→ Task details:
Output exactly the lines from the line with "Where can you find the hedgerow" through the end of the records below. Include nothing else.

→ Data to use:
- - - - -
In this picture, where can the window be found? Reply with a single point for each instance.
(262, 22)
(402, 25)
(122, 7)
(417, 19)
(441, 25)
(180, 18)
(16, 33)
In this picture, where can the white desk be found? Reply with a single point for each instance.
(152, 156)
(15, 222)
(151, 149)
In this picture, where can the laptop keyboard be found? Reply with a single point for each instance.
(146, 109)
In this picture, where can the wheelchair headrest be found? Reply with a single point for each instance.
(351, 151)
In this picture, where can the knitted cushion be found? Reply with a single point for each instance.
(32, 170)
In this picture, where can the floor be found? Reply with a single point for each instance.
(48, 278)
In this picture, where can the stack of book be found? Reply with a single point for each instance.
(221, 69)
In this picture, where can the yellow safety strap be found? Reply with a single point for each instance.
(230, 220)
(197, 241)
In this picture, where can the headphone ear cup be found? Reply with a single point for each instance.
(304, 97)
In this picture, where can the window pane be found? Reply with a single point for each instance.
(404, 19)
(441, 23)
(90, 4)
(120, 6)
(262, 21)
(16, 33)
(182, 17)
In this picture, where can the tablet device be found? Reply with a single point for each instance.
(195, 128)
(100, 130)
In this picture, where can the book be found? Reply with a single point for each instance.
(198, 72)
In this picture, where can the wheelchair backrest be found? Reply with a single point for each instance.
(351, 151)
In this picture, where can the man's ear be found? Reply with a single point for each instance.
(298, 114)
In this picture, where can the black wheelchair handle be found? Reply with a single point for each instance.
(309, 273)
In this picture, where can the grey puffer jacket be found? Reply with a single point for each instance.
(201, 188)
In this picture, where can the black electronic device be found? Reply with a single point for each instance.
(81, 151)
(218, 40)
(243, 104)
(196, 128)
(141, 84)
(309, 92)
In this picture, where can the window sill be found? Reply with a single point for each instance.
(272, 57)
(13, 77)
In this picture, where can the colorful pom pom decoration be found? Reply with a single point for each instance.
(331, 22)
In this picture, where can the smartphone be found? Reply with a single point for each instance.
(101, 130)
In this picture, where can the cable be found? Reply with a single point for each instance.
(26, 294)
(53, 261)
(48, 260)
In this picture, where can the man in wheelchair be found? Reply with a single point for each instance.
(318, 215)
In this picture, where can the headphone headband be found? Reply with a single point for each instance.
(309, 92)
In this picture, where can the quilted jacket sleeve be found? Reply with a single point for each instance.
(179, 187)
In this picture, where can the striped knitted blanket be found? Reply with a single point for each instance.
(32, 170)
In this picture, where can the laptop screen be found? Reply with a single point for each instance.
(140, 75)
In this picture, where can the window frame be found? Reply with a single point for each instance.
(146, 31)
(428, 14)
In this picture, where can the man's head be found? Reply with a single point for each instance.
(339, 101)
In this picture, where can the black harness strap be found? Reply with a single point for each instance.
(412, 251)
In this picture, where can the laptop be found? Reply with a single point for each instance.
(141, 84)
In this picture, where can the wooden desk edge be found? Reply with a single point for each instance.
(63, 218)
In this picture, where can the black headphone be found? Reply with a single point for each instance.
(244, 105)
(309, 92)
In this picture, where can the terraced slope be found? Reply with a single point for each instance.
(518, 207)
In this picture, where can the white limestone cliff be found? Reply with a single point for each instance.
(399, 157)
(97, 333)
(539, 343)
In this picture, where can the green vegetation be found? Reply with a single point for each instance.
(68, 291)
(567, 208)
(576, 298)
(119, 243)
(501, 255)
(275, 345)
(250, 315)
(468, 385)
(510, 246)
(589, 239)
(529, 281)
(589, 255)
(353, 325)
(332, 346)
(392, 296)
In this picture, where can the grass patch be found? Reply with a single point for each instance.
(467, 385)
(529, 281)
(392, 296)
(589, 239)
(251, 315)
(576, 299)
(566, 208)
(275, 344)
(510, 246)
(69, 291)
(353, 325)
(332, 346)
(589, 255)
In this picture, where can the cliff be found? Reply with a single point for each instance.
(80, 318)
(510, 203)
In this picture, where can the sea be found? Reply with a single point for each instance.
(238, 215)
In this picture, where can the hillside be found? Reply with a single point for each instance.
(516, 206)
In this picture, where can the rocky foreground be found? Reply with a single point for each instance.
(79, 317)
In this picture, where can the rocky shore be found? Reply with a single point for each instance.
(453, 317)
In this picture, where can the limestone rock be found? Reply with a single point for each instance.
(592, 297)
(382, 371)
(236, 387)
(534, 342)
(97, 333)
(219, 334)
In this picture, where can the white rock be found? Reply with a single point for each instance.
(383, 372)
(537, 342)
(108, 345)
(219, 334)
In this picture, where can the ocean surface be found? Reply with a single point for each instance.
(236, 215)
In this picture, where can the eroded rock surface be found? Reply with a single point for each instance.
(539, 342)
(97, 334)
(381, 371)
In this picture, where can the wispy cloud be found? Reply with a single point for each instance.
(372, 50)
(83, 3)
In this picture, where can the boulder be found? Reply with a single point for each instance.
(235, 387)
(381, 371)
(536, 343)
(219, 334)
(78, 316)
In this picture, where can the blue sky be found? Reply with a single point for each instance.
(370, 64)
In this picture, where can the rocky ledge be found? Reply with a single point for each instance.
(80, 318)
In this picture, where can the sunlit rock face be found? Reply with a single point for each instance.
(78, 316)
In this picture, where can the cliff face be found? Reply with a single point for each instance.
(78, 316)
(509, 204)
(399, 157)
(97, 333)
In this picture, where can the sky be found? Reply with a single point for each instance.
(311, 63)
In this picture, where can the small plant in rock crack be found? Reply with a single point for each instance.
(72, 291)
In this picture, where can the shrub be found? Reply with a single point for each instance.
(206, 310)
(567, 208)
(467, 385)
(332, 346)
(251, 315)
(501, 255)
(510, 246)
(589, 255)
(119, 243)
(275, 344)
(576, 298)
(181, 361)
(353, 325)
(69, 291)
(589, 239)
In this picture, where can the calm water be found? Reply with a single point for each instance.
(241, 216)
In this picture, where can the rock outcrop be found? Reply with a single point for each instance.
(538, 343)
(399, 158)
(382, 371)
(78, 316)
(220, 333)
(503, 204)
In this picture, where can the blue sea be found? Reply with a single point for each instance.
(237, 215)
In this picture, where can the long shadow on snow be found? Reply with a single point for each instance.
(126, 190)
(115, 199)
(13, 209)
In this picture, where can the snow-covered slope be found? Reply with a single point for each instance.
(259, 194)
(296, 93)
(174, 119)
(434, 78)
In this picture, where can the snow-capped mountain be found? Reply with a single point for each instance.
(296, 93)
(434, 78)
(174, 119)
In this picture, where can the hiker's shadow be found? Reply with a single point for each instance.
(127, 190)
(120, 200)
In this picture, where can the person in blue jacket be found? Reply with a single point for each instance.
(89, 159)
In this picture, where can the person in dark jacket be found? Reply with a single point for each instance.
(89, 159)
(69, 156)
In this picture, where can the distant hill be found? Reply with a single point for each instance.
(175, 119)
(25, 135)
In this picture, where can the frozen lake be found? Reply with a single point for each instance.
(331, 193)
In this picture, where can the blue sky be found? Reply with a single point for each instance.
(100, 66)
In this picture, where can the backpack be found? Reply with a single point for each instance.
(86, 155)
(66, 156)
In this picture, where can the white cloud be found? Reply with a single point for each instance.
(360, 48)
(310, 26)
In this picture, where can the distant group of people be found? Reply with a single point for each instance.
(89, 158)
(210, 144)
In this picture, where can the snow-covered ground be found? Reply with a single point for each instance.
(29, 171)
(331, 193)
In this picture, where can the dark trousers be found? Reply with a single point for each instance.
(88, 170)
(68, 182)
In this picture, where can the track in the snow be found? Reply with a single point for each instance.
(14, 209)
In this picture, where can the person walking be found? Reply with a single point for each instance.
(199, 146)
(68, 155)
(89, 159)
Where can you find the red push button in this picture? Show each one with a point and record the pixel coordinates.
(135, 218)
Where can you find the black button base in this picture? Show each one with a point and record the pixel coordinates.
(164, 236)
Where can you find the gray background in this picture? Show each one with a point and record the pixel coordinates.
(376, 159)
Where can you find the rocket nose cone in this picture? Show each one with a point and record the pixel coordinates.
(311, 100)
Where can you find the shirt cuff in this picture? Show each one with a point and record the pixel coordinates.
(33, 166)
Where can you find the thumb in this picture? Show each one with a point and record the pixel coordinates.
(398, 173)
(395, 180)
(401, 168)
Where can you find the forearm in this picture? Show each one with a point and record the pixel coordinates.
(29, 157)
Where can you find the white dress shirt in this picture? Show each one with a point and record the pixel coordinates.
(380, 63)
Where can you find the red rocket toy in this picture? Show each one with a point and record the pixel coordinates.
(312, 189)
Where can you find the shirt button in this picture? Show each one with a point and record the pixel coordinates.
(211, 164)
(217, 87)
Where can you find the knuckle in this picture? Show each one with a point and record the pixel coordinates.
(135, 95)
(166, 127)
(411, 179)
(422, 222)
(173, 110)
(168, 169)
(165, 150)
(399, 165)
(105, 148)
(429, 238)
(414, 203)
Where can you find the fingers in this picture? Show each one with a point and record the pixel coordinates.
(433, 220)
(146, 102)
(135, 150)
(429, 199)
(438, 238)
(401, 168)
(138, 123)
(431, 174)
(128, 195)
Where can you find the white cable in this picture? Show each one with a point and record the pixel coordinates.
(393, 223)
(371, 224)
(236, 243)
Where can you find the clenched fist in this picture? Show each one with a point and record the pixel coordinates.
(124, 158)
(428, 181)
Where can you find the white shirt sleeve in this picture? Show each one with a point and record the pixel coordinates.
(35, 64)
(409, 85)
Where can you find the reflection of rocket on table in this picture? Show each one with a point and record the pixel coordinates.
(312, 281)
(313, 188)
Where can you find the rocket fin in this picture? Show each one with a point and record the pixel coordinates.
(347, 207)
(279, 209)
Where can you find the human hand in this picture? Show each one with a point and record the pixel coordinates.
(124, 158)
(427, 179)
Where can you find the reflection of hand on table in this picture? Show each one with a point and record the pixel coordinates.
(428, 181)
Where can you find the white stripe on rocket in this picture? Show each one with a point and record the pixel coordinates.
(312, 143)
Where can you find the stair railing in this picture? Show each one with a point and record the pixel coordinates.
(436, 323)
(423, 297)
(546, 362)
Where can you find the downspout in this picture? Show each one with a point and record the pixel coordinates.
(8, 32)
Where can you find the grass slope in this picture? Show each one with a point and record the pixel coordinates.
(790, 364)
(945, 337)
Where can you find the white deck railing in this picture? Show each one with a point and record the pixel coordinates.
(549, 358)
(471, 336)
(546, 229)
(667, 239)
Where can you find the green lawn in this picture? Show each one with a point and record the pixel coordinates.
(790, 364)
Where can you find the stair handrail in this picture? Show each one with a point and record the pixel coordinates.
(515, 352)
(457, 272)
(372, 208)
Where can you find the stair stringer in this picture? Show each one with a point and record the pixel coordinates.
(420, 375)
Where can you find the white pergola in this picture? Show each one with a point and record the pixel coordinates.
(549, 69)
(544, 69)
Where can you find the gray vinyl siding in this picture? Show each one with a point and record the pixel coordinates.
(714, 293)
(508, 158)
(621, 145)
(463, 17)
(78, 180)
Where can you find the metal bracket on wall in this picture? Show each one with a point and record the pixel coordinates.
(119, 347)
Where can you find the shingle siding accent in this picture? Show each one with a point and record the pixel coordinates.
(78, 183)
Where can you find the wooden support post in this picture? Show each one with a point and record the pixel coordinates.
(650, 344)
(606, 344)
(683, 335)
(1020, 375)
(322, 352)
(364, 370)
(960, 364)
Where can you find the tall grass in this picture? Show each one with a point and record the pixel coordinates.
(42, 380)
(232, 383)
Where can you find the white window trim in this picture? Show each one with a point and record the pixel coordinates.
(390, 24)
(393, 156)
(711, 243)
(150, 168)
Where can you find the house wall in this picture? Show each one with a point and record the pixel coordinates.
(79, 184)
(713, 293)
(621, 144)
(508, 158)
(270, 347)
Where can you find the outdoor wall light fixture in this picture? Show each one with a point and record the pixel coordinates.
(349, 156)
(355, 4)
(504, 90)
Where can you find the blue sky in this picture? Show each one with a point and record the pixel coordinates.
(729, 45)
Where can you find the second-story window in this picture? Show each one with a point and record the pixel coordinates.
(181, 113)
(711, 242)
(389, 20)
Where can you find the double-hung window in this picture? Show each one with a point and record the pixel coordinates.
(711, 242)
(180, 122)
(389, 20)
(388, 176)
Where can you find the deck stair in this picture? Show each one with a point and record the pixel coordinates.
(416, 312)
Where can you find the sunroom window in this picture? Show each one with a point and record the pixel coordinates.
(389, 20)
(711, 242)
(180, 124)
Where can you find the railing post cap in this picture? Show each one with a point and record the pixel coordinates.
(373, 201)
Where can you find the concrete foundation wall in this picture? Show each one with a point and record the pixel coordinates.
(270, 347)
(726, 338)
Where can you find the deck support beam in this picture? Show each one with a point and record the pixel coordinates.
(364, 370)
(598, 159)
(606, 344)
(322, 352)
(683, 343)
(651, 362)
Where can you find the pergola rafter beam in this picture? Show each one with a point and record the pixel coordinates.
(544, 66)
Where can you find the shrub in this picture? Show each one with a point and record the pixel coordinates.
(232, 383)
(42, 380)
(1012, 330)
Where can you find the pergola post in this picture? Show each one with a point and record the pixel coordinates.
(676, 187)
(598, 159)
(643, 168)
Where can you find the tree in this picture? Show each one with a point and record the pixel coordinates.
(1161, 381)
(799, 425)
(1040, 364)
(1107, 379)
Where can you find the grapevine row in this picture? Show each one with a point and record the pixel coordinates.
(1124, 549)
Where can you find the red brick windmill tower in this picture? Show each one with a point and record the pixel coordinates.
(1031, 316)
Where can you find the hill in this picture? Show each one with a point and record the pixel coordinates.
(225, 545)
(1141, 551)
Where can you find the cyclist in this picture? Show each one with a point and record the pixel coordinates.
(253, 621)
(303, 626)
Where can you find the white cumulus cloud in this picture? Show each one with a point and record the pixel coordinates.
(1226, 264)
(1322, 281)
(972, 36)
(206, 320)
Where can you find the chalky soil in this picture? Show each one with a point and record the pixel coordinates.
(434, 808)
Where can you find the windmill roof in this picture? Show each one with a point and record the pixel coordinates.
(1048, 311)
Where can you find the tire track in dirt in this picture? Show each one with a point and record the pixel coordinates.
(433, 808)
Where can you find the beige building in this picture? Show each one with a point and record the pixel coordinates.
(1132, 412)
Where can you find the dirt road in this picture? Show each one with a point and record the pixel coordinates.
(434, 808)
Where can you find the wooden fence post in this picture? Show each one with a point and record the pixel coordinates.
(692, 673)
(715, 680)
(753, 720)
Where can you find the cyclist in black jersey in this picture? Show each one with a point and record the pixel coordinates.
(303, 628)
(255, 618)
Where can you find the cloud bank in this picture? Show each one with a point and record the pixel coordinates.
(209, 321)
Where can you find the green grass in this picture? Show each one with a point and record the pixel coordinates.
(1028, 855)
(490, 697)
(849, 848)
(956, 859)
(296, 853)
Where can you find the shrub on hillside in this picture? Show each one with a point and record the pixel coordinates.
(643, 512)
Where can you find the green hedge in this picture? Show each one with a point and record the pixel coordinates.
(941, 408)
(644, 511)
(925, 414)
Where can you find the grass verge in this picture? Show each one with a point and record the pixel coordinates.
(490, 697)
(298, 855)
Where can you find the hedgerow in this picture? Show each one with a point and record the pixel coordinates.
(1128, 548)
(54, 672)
- - - - -
→ Result:
Where can you find the hedgerow in this picture? Show each one with a point and record the pixel coordinates.
(1128, 548)
(54, 672)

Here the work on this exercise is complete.